▶ [TASKS]:
1. In the Tenth Circuit order on Lopez-Garcia's appeal, what prison term is he appealing?
2. Write the next part of the Tenth Circuit order on Lopez-Garcia's appeal, picking up where it stops.

▶ [DOCUMENT SEGMENT]:
FILED
United States Court of Appeals
Tenth Circuit
November 27, 2009
UNITED STATES COURT OF APPEALS Elisabeth A. Shumaker
Clerk of Court
TENTH CIRCUIT
UNITED STATES OF AMERICA,
Plaintiff–Appellee,
No. 09-1199
v. (D.C. No. 1:08-CR-00499-PAB-1)
(D. Colo.)
GERARDO LOPEZ-GARCIA,
Defendant–Appellant.
ORDER AND JUDGMENT*
Before LUCERO, McKAY, and MURPHY, Circuit Judges.
Gerardo Lopez-Garcia appeals his sentence of forty-six months’ imprisonment and
three years’ supervised release for re-entering the United States following deportation in
violation of 8 U.S.C. § 1326. In a brief filed pursuant to Anders v. California, 386 U.S.
738 (1967), Lopez-Garcia’s counsel states that there are no non-frivolous arguments to
present on appeal and moves for leave to withdraw. Exercising jurisdiction under 18
* The case is unanimously ordered submitted without oral argument pursuant to
Fed. R. App. P. 34(a)(2) and 10th Cir. R. 34.1(G). This order and judgment is not
binding precedent, except under the doctrines of law of the case, res judicata, and
collateral estoppel. The court generally disfavors the citation of orders and judgments;
nevertheless, an order and judgment may be cited under the terms and conditions of 10th
Cir. R. 32.1.

▶ [AVAILABLE DATA]:
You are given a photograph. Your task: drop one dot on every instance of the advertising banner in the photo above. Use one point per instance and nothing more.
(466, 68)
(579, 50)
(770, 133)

▶ [TASK RESULTS]:
1. Forty-six months' imprisonment.

2.
U.S.C. § 3742(a) and 28 U.S.C. § 1291, we grant counsel’s motion to withdraw and
dismiss the appeal.
I
While detained in a Colorado state detention center, Lopez-Garcia informed prison
officials that he was not born in the United States. After being advised of his Miranda
rights in Spanish, Lopez-Garcia consented to an interview with an immigration
enforcement agent. Lopez-Garcia admitted that he was a citizen of Mexico, that he had
been deported from the United States after serving a sentence for drug possession, and
that he subsequently illegally re-entered the United States.
Lopez-Garcia then entered into a plea bargain in which he stipulated to the above-
noted facts and agreed to plead guilty to one count of violating 8 U.S.C. § 1326. In
return, the government agreed to recommend a sentence at the low end of the applicable
United States Sentencing Guidelines range and to propose a three-level reduction in
Lopez-Garcia’s offense level for acceptance of responsibility. The plea agreement
estimated that Lopez-Garcia’s Guidelines range would be fifty-seven to seventy-one
months’ imprisonment. The agreement noted, however, that the court could impose a
sentence up to the statutory maximum of twenty years’ imprisonment and/or a fine of up
to $250,000.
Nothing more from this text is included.